* [Tugas yang Dikerjakan]
a. Tentukan apakah tiap pernyataan berikut sesuai dengan kutipan tentang penerbitan di Riau, lalu jawab ya atau tidak disertai kata-kata penentu dari kutipan yang dikutip persis: (i) Riau menghasilkan lebih dari seratus judul buku per tahun. (ii) Warkat itu ditulis Raja Ali Haji dan ditujukan kepada Roorda van Eysinga. (iii) Kitab Taj al-Salatin dicetak di Batavia pada 1827.
b. Ambil dari kutipan tentang penerbitan di Riau bagian yang dimulai dengan "Raja Ali Haji, bintang" dan berlanjut sampai "di daerah itu.", tanpa mengubah satu kata pun.
c. Menurut kutipan tentang penerbitan di Riau, berapa judul buku yang rata-rata diterbitkan sebuah daerah per tahun?

* [Kutipan]
◆ ◆ ◆ ◆ ◆ ◆ ◆

Riau, Negeri Sahibul Kitab

Edisi: 33/34 / Tanggal : 2005-10-16 / Halaman : 67 / Rubrik : IQR / Penulis : Loebis, Amarzan , ,


Raja Ali Haji, bintang sastrawan Melayu yang paling mencorong di abad ke-18-19, wafat pada 1808. Dunia susastra dan penerbitan Melayu Riau tidak tenggelam sepeninggal sosok kelahiran Penyengat itu. Tapi kemudian kita melihat dua kejadian sambung-menyambung: Indonesia merdeka pada 1945, dan dunia tulis-menulis Riau yang dekat dengan uluran tangan kolonial merasa terpinggirkan.

Kini zaman reformasi, dan Riau mencengangkan kita. Sementara rata-rata daerah hanya menerbitkan 12 judul buku per tahun, Riau menghasilkan lebih dari seratus. Tempo mencoba menangkap fenomena ini, merasakan denyut dan melacak latar belakang gelombang penerbitan di daerah itu.

”…kita menerima kasihlah akan surat Hikayat Sultan Abdul Muluk yang sudah sahabat kita nazamkan dengan bahasa Melayu (Johor) yaitu dengan disyairkannya atas peri yang amat kepandaian sehingga jadi kita heran tercengang daripada arif bijaksananya dan pahamnya sahabat kita.”

”Maka hikayat itu kita suruh cetak atau tera serta menzahirkan dengan nama sahabat kita supaya jadi masyhur pada sebelah dunia pihak masyrik dan maghrib itu. Lagipun hendaklah kita salinkan itu pada bahasa Olandawi, supaya nama sahabat kita dengan nama kita jadi disebut orang dengan pujipujian yang patut itu adanya.”

WARKAT itu ditulis Roorda van Eysinga, seorang pegawai bahasa di Batavia. Ditujukan kepada Raja Ali Haji, sebagai balasan atas surat beliau pada 6 Februari 1846. Raja Ali Haji terkagum-kagum akan kitab Taj al-Salatin yang disunting dan dicetak Roorda van Eysinga melalui proses tipografi di Batavia, pada 1827.

◆ ◆ ◆ ◆ ◆ ◆ ◆

* [Data Terekam]
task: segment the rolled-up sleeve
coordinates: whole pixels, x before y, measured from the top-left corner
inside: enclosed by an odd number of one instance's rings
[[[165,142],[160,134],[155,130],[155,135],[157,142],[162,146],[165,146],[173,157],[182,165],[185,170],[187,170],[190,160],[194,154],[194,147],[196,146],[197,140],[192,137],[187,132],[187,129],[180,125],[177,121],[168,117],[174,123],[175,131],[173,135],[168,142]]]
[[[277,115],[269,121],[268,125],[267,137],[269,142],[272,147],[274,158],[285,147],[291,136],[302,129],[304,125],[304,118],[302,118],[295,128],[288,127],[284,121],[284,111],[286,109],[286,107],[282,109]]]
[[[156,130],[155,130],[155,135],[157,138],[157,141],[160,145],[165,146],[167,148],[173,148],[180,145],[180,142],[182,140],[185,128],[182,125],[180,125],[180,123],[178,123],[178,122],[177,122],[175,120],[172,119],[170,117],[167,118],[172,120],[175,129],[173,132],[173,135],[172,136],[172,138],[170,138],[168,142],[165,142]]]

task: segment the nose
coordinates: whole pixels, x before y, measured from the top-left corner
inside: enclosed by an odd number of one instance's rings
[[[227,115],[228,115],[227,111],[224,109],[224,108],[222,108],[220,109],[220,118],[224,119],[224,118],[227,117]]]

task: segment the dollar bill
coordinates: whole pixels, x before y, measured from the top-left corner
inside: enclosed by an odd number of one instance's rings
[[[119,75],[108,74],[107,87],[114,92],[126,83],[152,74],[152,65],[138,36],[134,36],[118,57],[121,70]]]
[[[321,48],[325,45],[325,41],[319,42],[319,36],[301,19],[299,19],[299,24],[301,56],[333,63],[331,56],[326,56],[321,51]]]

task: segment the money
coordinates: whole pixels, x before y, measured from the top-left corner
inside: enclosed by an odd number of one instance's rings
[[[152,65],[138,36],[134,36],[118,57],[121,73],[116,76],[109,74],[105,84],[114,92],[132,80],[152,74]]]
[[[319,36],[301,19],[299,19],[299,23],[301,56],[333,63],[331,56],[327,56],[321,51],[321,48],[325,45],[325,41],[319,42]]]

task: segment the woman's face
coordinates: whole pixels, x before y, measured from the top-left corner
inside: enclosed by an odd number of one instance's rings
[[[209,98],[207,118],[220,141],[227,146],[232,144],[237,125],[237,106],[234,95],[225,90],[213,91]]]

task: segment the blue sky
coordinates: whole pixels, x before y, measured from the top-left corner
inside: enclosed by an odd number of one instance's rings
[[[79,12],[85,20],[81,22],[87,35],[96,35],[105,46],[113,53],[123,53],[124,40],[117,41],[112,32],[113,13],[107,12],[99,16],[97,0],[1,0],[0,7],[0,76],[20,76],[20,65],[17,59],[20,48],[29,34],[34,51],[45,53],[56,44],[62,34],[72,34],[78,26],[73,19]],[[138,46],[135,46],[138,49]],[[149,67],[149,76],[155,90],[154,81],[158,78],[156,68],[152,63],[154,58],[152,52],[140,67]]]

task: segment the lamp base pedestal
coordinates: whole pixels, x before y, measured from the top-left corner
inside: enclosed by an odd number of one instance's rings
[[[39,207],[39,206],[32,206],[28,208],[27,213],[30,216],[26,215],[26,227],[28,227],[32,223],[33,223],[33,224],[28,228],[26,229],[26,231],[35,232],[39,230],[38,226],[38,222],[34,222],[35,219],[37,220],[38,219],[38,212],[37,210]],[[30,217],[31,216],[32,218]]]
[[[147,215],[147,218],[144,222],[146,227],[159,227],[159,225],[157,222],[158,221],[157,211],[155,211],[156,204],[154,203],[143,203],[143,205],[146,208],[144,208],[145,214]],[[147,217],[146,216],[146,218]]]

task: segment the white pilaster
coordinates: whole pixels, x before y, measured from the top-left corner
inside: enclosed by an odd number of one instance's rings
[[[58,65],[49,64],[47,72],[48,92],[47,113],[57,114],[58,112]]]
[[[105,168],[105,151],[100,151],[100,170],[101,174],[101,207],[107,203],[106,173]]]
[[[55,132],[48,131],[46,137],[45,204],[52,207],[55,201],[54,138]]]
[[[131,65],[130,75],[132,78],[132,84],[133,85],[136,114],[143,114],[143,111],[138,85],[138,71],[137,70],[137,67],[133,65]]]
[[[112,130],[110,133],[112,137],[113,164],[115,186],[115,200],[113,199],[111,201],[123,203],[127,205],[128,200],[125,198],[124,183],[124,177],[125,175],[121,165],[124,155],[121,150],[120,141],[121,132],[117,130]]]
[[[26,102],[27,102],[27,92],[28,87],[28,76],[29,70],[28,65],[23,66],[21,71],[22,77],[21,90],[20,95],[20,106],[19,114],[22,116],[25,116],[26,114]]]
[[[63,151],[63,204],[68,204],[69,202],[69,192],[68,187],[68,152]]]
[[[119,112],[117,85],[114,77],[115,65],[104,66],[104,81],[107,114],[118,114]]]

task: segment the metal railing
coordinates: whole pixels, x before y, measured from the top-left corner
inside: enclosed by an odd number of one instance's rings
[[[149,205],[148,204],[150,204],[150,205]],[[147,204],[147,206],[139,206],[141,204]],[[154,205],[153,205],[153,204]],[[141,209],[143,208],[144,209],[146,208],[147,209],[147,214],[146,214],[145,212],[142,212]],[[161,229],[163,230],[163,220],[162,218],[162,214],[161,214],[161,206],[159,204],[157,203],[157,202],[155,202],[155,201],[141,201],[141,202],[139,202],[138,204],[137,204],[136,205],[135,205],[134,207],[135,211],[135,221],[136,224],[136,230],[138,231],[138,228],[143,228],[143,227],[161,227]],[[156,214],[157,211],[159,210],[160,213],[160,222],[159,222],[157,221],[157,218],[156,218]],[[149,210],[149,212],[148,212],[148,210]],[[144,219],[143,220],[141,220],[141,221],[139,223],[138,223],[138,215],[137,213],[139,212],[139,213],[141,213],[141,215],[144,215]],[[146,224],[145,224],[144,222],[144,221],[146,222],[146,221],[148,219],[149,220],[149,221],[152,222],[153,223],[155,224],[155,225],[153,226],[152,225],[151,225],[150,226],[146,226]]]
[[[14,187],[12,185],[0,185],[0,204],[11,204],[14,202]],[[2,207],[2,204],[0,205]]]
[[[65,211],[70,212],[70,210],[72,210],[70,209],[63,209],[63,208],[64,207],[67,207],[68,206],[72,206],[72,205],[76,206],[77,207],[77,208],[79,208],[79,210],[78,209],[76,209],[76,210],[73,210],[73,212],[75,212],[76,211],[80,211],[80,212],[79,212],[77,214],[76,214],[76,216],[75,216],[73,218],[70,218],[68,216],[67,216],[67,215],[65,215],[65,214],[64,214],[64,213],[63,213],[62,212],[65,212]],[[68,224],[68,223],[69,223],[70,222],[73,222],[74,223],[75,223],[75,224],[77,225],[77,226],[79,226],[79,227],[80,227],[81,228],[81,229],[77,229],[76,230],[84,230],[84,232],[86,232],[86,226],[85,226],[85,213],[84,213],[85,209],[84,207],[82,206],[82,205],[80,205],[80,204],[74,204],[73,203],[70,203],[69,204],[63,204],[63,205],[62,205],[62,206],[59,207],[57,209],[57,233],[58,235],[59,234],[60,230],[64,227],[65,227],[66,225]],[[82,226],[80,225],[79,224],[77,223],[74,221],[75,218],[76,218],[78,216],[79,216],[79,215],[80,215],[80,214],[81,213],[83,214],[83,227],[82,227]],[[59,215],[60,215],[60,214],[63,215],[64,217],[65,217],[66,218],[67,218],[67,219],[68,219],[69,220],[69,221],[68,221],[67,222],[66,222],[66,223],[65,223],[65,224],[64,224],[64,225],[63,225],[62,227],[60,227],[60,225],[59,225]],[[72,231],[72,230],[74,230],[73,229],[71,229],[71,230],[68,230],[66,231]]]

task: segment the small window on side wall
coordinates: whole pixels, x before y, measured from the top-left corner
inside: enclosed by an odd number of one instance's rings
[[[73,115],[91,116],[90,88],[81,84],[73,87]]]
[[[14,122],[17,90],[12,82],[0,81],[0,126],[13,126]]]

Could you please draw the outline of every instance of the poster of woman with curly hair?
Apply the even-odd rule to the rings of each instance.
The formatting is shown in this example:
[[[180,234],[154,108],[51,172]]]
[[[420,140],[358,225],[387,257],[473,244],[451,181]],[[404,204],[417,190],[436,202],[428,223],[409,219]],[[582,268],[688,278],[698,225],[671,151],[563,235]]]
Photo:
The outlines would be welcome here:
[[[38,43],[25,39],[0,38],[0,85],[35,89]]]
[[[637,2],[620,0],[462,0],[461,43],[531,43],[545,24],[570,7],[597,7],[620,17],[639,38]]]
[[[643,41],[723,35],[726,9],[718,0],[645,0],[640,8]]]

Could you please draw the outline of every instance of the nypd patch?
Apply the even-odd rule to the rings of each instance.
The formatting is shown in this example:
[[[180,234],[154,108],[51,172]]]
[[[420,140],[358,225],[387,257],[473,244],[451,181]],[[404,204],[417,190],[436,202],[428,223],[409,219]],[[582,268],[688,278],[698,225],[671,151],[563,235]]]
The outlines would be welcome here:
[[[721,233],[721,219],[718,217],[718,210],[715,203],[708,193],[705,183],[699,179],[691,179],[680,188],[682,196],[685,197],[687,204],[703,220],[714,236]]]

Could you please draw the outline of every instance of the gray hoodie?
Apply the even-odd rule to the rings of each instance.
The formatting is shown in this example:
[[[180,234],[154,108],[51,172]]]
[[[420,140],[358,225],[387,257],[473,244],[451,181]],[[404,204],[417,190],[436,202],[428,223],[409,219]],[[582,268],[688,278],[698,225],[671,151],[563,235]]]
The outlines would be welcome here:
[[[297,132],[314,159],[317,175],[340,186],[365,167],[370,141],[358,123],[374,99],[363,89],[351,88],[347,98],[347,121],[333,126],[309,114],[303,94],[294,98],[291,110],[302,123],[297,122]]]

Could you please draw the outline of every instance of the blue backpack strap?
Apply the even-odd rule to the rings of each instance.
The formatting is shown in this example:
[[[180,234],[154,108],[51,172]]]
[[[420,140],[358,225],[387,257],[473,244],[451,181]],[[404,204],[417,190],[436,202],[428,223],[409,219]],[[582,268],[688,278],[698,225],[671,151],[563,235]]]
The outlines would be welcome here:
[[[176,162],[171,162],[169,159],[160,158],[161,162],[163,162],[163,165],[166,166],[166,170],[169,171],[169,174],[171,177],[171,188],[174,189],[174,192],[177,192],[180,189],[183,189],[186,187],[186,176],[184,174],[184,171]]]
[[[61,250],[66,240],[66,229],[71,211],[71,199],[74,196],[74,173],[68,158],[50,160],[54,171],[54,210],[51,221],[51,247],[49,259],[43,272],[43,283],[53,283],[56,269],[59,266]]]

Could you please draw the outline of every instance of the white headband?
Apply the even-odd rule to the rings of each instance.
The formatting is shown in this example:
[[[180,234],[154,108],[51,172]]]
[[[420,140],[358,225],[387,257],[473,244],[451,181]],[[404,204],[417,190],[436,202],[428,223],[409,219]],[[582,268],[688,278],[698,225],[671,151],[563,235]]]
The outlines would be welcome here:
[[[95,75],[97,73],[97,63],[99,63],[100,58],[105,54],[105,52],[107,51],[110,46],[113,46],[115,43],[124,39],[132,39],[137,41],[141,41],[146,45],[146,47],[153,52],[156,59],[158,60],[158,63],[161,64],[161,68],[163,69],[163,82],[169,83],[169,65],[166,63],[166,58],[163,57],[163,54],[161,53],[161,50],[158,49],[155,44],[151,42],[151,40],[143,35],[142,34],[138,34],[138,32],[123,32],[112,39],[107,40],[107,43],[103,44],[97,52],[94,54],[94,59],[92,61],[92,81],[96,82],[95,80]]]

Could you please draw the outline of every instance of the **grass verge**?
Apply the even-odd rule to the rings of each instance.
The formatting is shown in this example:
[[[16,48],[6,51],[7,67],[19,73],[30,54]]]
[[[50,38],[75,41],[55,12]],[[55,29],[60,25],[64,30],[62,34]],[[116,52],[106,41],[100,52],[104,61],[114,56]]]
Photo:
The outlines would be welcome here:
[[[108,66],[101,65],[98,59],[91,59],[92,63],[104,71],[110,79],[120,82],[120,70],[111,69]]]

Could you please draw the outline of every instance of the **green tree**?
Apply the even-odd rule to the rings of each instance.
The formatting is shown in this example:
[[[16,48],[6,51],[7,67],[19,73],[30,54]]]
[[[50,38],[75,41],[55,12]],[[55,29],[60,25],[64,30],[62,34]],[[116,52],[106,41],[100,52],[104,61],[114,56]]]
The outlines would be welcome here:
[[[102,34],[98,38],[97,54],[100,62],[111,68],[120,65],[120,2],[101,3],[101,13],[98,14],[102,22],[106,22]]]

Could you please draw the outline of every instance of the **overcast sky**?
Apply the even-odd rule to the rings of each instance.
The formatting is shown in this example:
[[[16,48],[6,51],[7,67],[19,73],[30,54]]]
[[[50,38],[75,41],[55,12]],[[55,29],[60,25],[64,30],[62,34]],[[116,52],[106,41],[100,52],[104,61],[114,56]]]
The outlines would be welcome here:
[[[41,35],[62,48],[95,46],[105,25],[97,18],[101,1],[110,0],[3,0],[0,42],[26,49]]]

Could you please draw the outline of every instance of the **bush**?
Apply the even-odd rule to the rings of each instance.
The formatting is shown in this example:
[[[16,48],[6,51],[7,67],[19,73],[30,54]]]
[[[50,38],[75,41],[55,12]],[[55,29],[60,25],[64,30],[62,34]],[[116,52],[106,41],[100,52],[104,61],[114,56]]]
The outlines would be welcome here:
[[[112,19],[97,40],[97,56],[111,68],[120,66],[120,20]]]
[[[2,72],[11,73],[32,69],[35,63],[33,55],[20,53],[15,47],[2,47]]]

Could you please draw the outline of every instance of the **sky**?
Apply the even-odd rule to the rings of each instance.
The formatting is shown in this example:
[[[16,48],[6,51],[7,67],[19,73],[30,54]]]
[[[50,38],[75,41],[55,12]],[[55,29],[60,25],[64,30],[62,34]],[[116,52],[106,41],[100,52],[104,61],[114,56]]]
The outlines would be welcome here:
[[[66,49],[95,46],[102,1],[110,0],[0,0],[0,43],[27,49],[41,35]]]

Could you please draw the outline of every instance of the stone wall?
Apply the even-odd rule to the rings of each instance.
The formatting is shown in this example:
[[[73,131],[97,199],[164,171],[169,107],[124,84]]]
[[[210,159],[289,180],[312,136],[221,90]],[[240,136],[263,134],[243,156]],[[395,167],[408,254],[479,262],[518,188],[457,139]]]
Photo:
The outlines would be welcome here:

◆ ◆ ◆ ◆ ◆ ◆ ◆

* [Daftar Jawaban]
a.
(i) Ya: "Riau menghasilkan lebih dari seratus"
(ii) Tidak: "WARKAT itu ditulis Roorda van Eysinga, seorang pegawai bahasa di Batavia. Ditujukan kepada Raja Ali Haji"
(iii) Ya: "kitab Taj al-Salatin yang disunting dan dicetak Roorda van Eysinga melalui proses tipografi di Batavia, pada 1827"

b.
Raja Ali Haji, bintang sastrawan Melayu yang paling mencorong di abad ke-18-19, wafat pada 1808. Dunia susastra dan penerbitan Melayu Riau tidak tenggelam sepeninggal sosok kelahiran Penyengat itu. Tapi kemudian kita melihat dua kejadian sambung-menyambung: Indonesia merdeka pada 1945, dan dunia tulis-menulis Riau yang dekat dengan uluran tangan kolonial merasa terpinggirkan.

Kini zaman reformasi, dan Riau mencengangkan kita. Sementara rata-rata daerah hanya menerbitkan 12 judul buku per tahun, Riau menghasilkan lebih dari seratus. Tempo mencoba menangkap fenomena ini, merasakan denyut dan melacak latar belakang gelombang penerbitan di daerah itu.

c. 12 judul buku per tahun.